● **Task instructions**
From the article on Minnesota's R & D tax credit, reproduce the stretch from "The bills are" through "against small entrepreneurs." word for word.

[Text block Boundary: Start]

The 2017 Legislature is considering a trio of bills to expand state tax incentives for corporate research and development, with advocates arguing that Minnesota has fallen behind in the national competition for high-tech industry.
Yet Minnesota has never formally evaluated whether the state R & D tax credit works — or even disclosed which companies benefit.
The bills are being discussed even as the state's legislative auditor prepares to release a new report on the tax provision, which will for the first time examine the effectiveness of a subsidy that cost taxpayers an estimated $64.8 million last year.
The report, due out this week, is the first under a 2015 law requiring Jim Nobles' office to evaluate at least one state incentive for economic development every year. His staff drew up a list of 32 such programs affecting the state's General Fund.
The corporate R & D tax credit is popular with executives in the high-tech and medical device industries, who say it helps Minnesota compete with other states. But some leaders in the small-business community say it's tilted in favor of big corporations and against small entrepreneurs.

[Text block Boundary: End]
[Source information Boundary: Start]

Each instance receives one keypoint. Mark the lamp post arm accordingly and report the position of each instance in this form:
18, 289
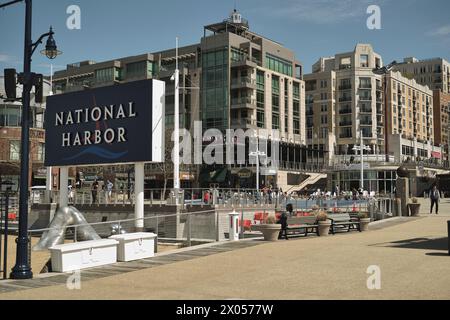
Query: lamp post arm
39, 41
10, 3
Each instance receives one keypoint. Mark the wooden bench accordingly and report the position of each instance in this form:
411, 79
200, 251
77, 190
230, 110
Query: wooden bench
343, 222
298, 226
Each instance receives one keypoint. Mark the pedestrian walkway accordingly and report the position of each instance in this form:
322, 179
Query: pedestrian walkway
51, 279
411, 254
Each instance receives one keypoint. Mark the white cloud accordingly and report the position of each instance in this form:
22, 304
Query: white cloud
441, 31
322, 11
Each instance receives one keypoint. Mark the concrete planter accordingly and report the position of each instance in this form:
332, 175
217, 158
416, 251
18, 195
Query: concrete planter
324, 228
364, 224
414, 209
269, 231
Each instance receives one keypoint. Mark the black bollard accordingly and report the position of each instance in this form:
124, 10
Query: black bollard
5, 243
448, 236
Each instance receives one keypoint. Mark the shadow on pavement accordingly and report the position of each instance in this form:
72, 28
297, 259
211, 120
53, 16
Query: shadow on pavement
438, 254
421, 243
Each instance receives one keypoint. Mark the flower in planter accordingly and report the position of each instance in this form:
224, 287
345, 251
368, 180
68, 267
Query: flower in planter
363, 215
322, 216
271, 219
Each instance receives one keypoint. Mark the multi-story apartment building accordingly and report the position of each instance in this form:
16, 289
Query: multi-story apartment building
343, 100
235, 78
346, 96
409, 119
435, 73
441, 110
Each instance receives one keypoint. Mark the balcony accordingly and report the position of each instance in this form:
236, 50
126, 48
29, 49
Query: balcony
345, 99
245, 62
345, 123
365, 98
242, 123
345, 87
246, 82
365, 122
365, 110
243, 103
345, 66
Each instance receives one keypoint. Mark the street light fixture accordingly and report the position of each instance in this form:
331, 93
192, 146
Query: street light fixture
257, 154
51, 51
22, 269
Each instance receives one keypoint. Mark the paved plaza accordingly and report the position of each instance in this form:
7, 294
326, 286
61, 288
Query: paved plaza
410, 252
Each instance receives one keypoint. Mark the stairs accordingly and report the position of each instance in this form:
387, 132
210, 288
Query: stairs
311, 180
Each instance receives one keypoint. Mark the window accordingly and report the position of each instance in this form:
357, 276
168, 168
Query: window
364, 61
278, 65
40, 154
10, 116
345, 63
14, 150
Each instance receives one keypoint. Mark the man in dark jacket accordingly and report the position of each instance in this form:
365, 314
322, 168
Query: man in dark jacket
434, 197
283, 222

[Source information Boundary: End]

● **Problem solution**
The bills are being discussed even as the state's legislative auditor prepares to release a new report on the tax provision, which will for the first time examine the effectiveness of a subsidy that cost taxpayers an estimated $64.8 million last year.
The report, due out this week, is the first under a 2015 law requiring Jim Nobles' office to evaluate at least one state incentive for economic development every year. His staff drew up a list of 32 such programs affecting the state's General Fund.
The corporate R & D tax credit is popular with executives in the high-tech and medical device industries, who say it helps Minnesota compete with other states. But some leaders in the small-business community say it's tilted in favor of big corporations and against small entrepreneurs.